Referring expression pointing data

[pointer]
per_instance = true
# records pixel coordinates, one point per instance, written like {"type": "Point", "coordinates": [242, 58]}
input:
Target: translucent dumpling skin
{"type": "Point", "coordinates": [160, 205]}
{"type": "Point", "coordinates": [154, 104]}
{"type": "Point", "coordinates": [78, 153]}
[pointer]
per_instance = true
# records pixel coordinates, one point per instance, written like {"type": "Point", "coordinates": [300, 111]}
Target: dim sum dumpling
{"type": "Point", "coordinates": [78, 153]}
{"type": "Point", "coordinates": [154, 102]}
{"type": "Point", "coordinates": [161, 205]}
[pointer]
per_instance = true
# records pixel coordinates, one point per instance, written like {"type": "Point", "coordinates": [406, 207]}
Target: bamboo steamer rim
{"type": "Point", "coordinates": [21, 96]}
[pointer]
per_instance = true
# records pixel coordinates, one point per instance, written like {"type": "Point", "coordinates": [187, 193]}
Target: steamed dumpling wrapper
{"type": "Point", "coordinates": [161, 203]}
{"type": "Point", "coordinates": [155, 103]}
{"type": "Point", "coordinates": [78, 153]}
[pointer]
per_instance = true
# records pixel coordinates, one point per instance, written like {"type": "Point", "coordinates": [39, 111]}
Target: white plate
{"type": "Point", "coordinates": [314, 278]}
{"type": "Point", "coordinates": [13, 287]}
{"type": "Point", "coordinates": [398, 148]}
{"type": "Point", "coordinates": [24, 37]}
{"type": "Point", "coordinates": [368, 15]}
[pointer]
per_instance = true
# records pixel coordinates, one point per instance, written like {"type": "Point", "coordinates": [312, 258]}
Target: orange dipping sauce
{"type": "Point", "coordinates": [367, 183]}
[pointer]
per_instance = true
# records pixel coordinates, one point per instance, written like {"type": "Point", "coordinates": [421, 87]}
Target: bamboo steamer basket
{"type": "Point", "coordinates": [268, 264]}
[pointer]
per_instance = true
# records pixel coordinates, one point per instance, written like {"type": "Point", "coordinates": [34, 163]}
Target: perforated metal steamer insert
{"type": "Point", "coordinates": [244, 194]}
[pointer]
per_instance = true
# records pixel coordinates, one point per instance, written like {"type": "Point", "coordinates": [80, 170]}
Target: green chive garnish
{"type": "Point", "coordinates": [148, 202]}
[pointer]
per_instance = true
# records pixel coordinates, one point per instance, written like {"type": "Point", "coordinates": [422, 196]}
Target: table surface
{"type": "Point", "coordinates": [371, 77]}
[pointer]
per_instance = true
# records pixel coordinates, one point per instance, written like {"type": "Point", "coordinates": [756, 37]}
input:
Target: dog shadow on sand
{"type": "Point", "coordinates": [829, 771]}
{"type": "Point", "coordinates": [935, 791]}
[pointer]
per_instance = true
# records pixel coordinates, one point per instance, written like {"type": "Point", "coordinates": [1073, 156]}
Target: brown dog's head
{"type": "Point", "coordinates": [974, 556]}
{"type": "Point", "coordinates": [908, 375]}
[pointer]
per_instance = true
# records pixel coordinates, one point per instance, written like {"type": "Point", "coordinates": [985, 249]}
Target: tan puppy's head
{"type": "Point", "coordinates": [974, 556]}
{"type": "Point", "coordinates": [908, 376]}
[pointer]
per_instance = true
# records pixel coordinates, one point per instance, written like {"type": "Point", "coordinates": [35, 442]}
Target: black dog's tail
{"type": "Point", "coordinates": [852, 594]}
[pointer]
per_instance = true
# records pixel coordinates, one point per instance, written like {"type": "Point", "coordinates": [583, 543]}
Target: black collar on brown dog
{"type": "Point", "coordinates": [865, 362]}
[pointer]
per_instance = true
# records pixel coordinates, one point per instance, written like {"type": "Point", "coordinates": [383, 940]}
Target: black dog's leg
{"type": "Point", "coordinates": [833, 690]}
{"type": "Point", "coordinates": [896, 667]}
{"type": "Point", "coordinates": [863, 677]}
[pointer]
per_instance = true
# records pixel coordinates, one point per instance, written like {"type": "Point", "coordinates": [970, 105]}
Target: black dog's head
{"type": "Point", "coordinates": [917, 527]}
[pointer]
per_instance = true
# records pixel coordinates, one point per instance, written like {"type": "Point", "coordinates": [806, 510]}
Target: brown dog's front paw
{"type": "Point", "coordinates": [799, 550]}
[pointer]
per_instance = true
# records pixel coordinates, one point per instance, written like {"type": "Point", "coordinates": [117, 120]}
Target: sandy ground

### EXERCISE DIRECTIONS
Exactly as they appear, print the lines from the one holding "Target: brown dog's front paw" through the final line of the entries, and no others.

### WRITTEN ANSWER
Target: brown dog's front paw
{"type": "Point", "coordinates": [799, 550]}
[pointer]
per_instance = true
# records pixel coordinates, one point per instance, written like {"type": "Point", "coordinates": [117, 120]}
Target: sandy ground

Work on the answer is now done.